Objetivos ::
a) Segundo o trecho do documento, por que não há inelegibilidade no processo nº 1006393-51.2018.8.26.0079?
b) Repita literalmente a parte do trecho do documento que vai de "Extrai-se dos autos" até "no mínimo curiosa.".

Assim, a inelegibilidade prevista no artigo 1º, inciso I, alínea ‘l’, da Lei Complmentar nº 64/1990 não incide em toda e qualquer condenação por improbidade administrativa, sendo exigível o preenchimento cumulativo dos seguintes requisitos:  (i) condenação à suspensão dos direitos políticos; (ii) decisão transitada em julgado ou proferida por órgão judicial colegiado; (iii) ato doloso de improbidade administrativa; (iv) o ato tenha ensejado, de forma cumulativa, lesão ao patrimônio público e enriquecimento ilícito, cabendo à Justiça Eleitoral aferir, a partir da fundamentação do acórdão proferido pela Justiça Comum, a existência – ou não – dos referidos requisitos  (TSE, AgR-REspEl nº 060019927, rel. Min. Benedito Gonçalves, j. 7/4/2022).

 

Com relação ao processo 1009205-03.2017.8.26.0079, não incide a causa de inelegibilidade, pois, apesar de o requerente ter sido condenado, por sentença prolatada em 05/02/2020, em ação civil pública por ato doloso de improbidade administrativa à suspensão de seus direitos políticos com dano ao erário e enriquecimento ilícito de terceiro, a decisão foi atacada por recurso, que aguarda julgamento no C. Tribunal de Justiça de São Paulo, não se encontrando presente o requisito da “decisão transitada em julgado ou proferida por órgão judicial colegiado”.

 

Quanto ao processo nº 4005686-08.2013.8.26.0079 também não incide a causa de inelegibilidade da alínea “l”, pois, apesar de presentes os demais requisitos legais, constou expressamente do acórdão que o requerente agiu com culpa grave, situação que demonstra a inexistência do requisito de “ato doloso de improbidade administrativa”.

 

No tocante ao processo nº 1006393-51.2018.8.26.0079 também não há se falar causa de inelegibilidade da alínea “l”, pois a ação civil pública foi julgada improcedente, por sentença prolatada em 08/10/2019, mantida por acórdão transitado em julgado em 25/09/2020 (ID 64136691).

 

Contudo, a situação é diversa com relação ao processo nº 1003770-82.2016.8.26.0079, incidindo a inelegibilidade fixada no artigo 1°, inciso I, “l”, da Lei Complementar nº 64/90.

 

No caso, restou incontroverso que o requerente foi condenado à suspensão dos direitos políticos nos autos da ação civil pública nº 1003770-82.2016.8.26.0079 em decisão colegiada por ato doloso de improbidade administrativa que importou em lesão ao patrimônio público e enriquecimento ilícito de terceiro (ID 64237715).

 

Extrai-se dos autos da aludida ação civil pública por ato de improbidade administrativa, concernente a irregularidades na contratação de artistas para performance musical no aniversário da cidade de Botucatu, foi prolatado acórdão, relatado pelo Des. Fernão Borba Franco, em 27/09/2021, que, reformando a sentença de improcedência, condenou o requerente, entre outras penas, à suspensão dos direitos políticos pela prática de ato doloso de improbidade administrativa com dano ao erário e enriquecimento ilícito de terceiro, nos seguintes termos, com grifos nossos (ID 64178648):

 

“Feito o relato, a análise sequencial dos fatos denota realidade no mínimo curiosa.

Itens de uma fonte de dados:

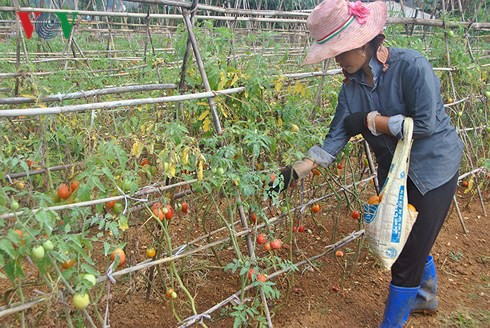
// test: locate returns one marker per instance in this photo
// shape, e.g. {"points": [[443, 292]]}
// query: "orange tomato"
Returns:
{"points": [[375, 200], [122, 256], [73, 186], [145, 161], [63, 191], [151, 252], [110, 204], [68, 264]]}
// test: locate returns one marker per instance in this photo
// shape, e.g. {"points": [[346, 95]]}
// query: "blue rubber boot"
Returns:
{"points": [[426, 300], [398, 306]]}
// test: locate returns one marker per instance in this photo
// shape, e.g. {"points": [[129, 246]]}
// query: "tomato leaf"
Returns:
{"points": [[7, 246]]}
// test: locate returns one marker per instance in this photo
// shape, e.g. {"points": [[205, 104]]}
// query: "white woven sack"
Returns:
{"points": [[388, 224]]}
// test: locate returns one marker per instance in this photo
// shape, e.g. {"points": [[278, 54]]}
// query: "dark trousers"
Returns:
{"points": [[432, 207]]}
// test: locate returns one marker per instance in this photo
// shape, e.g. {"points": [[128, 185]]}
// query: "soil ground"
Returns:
{"points": [[332, 294]]}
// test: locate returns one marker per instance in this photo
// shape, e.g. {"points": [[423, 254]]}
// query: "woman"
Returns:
{"points": [[382, 87]]}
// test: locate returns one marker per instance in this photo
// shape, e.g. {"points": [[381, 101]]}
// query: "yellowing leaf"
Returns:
{"points": [[203, 115], [206, 125], [185, 156], [299, 88], [172, 169], [279, 83], [200, 170], [25, 95], [137, 149], [471, 183], [279, 122], [235, 78]]}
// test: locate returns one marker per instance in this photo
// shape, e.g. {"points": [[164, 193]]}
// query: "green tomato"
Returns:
{"points": [[91, 278], [14, 205], [48, 245], [126, 185], [81, 301], [118, 208], [38, 252], [153, 170]]}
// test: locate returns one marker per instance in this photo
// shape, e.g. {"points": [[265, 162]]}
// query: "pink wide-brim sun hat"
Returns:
{"points": [[338, 26]]}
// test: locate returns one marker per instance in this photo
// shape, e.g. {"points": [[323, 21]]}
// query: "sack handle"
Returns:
{"points": [[402, 151]]}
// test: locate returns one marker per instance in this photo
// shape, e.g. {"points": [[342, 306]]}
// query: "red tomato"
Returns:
{"points": [[250, 273], [122, 256], [110, 204], [276, 244], [356, 215], [145, 161], [185, 208], [170, 212], [261, 239], [253, 218], [260, 277]]}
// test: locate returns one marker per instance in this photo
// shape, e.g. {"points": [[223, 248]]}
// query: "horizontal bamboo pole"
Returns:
{"points": [[14, 75], [38, 171], [390, 20], [86, 94], [143, 191], [114, 104]]}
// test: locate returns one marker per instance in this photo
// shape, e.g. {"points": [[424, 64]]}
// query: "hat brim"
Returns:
{"points": [[355, 36]]}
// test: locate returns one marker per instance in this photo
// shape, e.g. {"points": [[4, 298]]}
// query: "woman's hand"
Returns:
{"points": [[298, 170]]}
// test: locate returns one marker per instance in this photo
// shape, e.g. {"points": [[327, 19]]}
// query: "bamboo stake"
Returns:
{"points": [[200, 64], [149, 263], [341, 243]]}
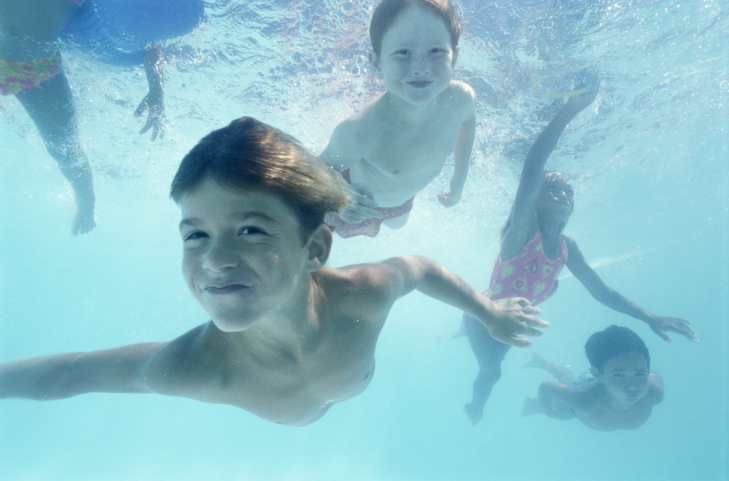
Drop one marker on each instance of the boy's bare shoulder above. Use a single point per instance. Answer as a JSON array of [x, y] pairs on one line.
[[360, 289], [355, 132], [462, 96], [655, 388]]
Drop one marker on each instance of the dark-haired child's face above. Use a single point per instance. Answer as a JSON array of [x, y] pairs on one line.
[[625, 378], [243, 258], [556, 200], [416, 59]]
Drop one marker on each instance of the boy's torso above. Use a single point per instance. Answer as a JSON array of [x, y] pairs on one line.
[[595, 410], [399, 160]]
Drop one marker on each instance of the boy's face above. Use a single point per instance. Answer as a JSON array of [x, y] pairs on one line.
[[625, 378], [243, 255], [416, 59]]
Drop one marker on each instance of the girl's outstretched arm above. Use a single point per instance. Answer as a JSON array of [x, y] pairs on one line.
[[596, 287], [61, 376], [523, 216], [506, 319]]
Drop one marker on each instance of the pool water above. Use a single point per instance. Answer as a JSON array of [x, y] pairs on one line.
[[649, 163]]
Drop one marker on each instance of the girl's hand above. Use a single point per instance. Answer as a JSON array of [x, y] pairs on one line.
[[360, 206], [511, 318], [153, 105], [660, 325]]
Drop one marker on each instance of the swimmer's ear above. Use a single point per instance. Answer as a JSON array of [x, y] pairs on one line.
[[319, 246], [375, 62]]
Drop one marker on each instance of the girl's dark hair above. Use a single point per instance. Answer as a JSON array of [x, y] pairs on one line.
[[614, 341], [248, 154], [388, 10], [547, 176]]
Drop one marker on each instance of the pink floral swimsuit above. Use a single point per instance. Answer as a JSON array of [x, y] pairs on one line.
[[529, 274]]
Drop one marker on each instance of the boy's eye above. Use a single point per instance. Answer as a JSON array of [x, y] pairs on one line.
[[249, 230]]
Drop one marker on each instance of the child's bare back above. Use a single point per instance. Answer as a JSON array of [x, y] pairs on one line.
[[398, 144], [396, 155]]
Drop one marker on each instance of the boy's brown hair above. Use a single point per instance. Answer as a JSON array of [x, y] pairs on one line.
[[248, 154], [388, 10]]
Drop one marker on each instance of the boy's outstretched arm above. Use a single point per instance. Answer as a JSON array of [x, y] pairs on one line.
[[461, 159], [506, 319], [153, 104], [117, 370], [339, 155], [614, 300], [555, 399]]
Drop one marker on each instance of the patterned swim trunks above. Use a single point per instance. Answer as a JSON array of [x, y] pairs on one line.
[[18, 76]]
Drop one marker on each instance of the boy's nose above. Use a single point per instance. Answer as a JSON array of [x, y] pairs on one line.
[[419, 64], [221, 256]]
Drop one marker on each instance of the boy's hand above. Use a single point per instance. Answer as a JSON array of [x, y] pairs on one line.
[[511, 318], [359, 206], [154, 106], [531, 406], [660, 325], [577, 103], [449, 199]]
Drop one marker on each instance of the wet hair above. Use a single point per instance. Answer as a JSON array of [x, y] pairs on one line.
[[248, 154], [389, 10], [547, 176], [614, 341]]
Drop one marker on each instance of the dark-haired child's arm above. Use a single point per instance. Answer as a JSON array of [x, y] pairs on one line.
[[523, 216], [506, 319], [341, 154], [64, 375], [557, 400], [614, 300], [655, 388]]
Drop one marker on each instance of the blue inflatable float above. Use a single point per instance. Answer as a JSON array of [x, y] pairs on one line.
[[117, 31]]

Respostas por tarefa ::
a) Porque a ação civil pública foi julgada improcedente por sentença prolatada em 08/10/2019, mantida por acórdão transitado em julgado em 25/09/2020.

b)
Extrai-se dos autos da aludida ação civil pública por ato de improbidade administrativa, concernente a irregularidades na contratação de artistas para performance musical no aniversário da cidade de Botucatu, foi prolatado acórdão, relatado pelo Des. Fernão Borba Franco, em 27/09/2021, que, reformando a sentença de improcedência, condenou o requerente, entre outras penas, à suspensão dos direitos políticos pela prática de ato doloso de improbidade administrativa com dano ao erário e enriquecimento ilícito de terceiro, nos seguintes termos, com grifos nossos (ID 64178648):

 

“Feito o relato, a análise sequencial dos fatos denota realidade no mínimo curiosa.